## Texto mostrado
La epidemia del marco incomparable

Esta columna está escrita desde un marco incomparable, justo después de haber asistido a una magnífica obra de teatro, acudir a un impresionante restaurante, ubicado en un espacio único y de haber sido testigo de un memorable concierto en el que vimos salir las musas de entre los instrumentos. Otra cosa es lo que cada una y cada uno considere como marco incomparable, magnífico, impresionante, único o memorable, alguno de esos adjetivos vacíos con los que regamos nuestras crónicas cuando en realidad no tenemos nada que decir. Lo de las musas ya es hipérbole propia, otra herramienta poética que reconozco que también manejo en ciertas ocasiones como fuga ante la incapacidad propia para valorar lo vivido.

Nunca es fácil escapar de esa red cómoda del adjetivo poco calificativo que siempre es agradecido por el que lo recibe y genera pocos problemas de conciencia a quien lo escribe. Confieso que no me gusta opinar mal de lo que veo, escucho o leo, me parece que cualquier esfuerzo artístico merece un respeto, a lo sumo, trato de hacerme el ocupado o el despistado cuando algo no me gusta, porque soy consciente de mi propia incapacidad técnica para tratar con rigor algunas disciplinas artísticas y porque creo que mi opinión es sólo una más y puede ser completamente distinta a la de quien tengo al lado, sobre todo si en ocasiones mi aburrimiento contrasta con los bravos del resto del público. La verdad anda muy repartida por el mundo.

No debe ser fácil la labor de crítico, de la que huyo como la peste, prefiriendo la cómoda faceta de cronista, que permite encontrar un detalle, un matiz o un tema lateral del que agarrarse para armar un relato de lo ocurrido, evitando de esta manera los charcos más profundos. Aunque en muchas ocasiones la pluma pide sangre y es difícil resistirse a la crueldad. Existen algunas primeras versiones de textos en las que los adjetivos incomparables se convierten en inconfesables. En estas ocasiones, prefiero callar y me surge la duda existencial del crítico, incluso del cronista: cómo ser capaz de hablar mal de algo sin ser hiriente y sin causar mal al que con tanta ilusión se puso a crear.

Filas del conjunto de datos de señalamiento
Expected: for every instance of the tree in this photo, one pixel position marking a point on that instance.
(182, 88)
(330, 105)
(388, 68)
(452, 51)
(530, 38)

## Qué harás
A: Indica si cada afirmación concuerda con la columna sobre el marco incomparable; responde sí o no y cita literalmente las palabras de la columna que lo deciden.
(i) Quien escribe la columna reconoce que también recurre a la hipérbole en ciertas ocasiones.
(ii) Quien escribe la columna se siente a gusto ejerciendo la labor de crítico.
(iii) Cuando algo no le gusta, quien escribe la columna lo dice abiertamente.
B: Escribe lo que sigue a la última frase de la columna sobre el marco incomparable.

## Respuestas por tarea
A:
(i) Sí: "otra herramienta poética que reconozco que también manejo en ciertas ocasiones".
(ii) No: "No debe ser fácil la labor de crítico, de la que huyo como la peste".
(iii) No: "trato de hacerme el ocupado o el despistado cuando algo no me gusta".

B:
Por mera envidia de quien no puede acudir a todos los espectáculos, leo cientos de críticas, poniendo especial interés en aquellas que cumplen con el sagrado deber de evitar que pierda el tiempo y el dinero acudiendo a espectáculos nefastos donde el o la ejecutante completa todos los significados de la palabra ejecutar y lo hace con obra y público. Algunos críticos merecen estar en ese parnaso único de los que, liberados de compromisos comerciales y personales, son capaces de afilar la pluma cual bisturí. Por suerte social, no pertenezco a ese género de almas solitarias capaces de granjearse la peor de las enemistades por defender su verdad. Nunca alcanzaré esos niveles de honor y gloria que me permitan acudir en solitario a los espectáculos con el honrado propósito de contar todo lo malo que allí suceda. Prefiero comulgar con la masa, disimular y pasar de puntillas, no crearme más enemigos que los que me tocan por defecto, pues nadie anda libre de malas gentes en las proximidades.

Entiendo la soledad del crítico como la única posible, porque no existe peor punto de partida que haber trabado amistad con quien sube al escenario. En estos casos, buscar el equilibrio entre ser un palmero o un traidor se torna casi en un imposible. Ante la amistad sincera o el compromiso ineludible no hay otra alternativa que buscar la excusa que evite esa copa amarga. Si por obligación tengo no sólo que acudir, sino también que opinar, reúno todos los marcos incomparables que pueda sacar de la chistera, les recorto un poco las puntas para disimular exageraciones y armo algo bonito, adjetivo que encarna más insipidez en sí mismo que un tomate de plástico.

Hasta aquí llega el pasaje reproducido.